• [Items]

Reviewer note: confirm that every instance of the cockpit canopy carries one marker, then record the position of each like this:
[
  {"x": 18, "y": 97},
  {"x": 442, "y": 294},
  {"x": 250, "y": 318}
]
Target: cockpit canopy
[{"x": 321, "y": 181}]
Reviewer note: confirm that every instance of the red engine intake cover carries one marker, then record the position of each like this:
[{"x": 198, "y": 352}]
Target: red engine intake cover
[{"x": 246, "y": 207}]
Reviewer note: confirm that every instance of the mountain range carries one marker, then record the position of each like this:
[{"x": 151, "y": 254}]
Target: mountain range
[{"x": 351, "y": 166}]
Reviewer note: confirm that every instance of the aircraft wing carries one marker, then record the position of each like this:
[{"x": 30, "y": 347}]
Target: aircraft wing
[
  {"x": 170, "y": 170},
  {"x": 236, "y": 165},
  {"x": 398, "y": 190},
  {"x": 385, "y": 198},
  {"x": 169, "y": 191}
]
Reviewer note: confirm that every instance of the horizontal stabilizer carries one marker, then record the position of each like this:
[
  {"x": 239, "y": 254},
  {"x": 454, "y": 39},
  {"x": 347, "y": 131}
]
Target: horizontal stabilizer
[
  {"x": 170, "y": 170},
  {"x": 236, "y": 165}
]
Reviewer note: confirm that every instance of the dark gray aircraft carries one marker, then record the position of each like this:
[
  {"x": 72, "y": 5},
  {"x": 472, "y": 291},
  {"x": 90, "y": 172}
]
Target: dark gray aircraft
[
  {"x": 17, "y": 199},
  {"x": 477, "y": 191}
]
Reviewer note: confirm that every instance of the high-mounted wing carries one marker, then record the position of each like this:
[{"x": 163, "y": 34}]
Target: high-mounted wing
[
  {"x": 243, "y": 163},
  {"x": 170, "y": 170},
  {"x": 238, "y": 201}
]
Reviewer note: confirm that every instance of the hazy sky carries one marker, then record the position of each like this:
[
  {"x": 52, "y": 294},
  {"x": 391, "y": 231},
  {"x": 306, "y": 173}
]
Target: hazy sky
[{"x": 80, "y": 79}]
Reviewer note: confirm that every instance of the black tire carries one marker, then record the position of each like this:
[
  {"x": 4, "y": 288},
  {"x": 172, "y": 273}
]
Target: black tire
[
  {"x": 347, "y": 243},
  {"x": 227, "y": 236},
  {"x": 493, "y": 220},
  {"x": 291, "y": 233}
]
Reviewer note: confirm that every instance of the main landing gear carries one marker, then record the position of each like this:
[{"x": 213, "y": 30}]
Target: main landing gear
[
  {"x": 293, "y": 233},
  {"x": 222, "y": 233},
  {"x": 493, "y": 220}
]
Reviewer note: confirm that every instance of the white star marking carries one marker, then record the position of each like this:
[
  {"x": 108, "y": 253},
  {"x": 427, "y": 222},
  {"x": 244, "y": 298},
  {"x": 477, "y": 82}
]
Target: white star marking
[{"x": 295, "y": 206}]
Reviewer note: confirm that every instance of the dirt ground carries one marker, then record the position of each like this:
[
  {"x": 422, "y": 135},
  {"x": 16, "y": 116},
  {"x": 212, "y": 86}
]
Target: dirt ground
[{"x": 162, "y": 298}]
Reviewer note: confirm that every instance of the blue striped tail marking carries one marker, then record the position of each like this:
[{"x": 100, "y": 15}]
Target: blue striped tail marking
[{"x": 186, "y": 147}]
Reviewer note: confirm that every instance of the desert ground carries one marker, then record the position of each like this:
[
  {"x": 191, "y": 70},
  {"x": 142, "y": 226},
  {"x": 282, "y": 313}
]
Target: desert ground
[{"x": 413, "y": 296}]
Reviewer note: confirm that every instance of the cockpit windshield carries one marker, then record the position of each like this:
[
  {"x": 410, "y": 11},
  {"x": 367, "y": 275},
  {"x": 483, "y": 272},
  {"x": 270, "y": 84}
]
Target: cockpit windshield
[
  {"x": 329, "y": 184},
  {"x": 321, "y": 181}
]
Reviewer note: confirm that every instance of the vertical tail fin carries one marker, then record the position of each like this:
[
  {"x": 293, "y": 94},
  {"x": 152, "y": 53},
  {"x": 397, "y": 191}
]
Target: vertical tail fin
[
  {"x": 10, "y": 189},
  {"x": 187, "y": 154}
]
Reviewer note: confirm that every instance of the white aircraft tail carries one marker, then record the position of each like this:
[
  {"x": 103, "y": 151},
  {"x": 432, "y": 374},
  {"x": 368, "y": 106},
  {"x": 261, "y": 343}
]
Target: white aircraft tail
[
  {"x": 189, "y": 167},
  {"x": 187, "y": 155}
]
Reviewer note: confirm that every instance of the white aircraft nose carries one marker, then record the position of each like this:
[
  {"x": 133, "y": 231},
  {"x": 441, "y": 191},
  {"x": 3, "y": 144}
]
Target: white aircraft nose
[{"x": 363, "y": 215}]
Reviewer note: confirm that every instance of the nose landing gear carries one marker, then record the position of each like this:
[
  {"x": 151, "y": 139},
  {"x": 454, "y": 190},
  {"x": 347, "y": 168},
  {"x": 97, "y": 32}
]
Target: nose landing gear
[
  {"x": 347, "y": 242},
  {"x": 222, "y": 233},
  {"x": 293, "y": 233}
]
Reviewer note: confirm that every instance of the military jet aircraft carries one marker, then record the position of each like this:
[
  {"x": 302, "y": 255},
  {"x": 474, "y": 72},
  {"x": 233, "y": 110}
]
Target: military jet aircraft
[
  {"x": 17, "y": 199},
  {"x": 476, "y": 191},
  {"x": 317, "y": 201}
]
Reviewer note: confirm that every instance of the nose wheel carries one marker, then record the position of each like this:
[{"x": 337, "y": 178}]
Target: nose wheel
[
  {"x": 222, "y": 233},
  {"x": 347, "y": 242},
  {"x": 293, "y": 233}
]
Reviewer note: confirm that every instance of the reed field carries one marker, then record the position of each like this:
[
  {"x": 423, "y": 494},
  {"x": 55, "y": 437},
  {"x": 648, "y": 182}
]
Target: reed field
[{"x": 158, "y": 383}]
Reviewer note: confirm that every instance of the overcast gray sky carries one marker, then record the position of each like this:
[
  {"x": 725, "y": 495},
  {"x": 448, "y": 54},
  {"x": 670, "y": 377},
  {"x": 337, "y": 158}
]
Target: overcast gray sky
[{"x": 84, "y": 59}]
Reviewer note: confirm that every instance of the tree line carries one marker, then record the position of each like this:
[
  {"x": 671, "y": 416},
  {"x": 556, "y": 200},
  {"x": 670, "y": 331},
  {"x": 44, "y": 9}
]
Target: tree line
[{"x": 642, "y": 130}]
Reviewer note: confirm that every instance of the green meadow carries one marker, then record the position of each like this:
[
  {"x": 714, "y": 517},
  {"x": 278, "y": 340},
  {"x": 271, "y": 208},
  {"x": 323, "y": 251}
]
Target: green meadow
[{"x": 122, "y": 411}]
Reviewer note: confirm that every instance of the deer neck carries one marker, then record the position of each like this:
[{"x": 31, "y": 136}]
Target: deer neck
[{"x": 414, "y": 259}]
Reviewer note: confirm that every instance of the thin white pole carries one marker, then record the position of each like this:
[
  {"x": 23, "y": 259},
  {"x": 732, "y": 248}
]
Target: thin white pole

• [What to do] Return exactly, and only, the line containing "Reviewer note: confirm that every instance of the deer" and every line after it through the end of the material.

• [Task result]
Reviewer note: confirm that every instance of the deer neck carries one marker, then record the position of each like this:
[{"x": 31, "y": 136}]
Target: deer neck
[{"x": 414, "y": 259}]
Reviewer note: confirm that every instance of the thin white pole carries one marker, then record the position of each like this:
[
  {"x": 23, "y": 259},
  {"x": 732, "y": 248}
]
Target: thin white pole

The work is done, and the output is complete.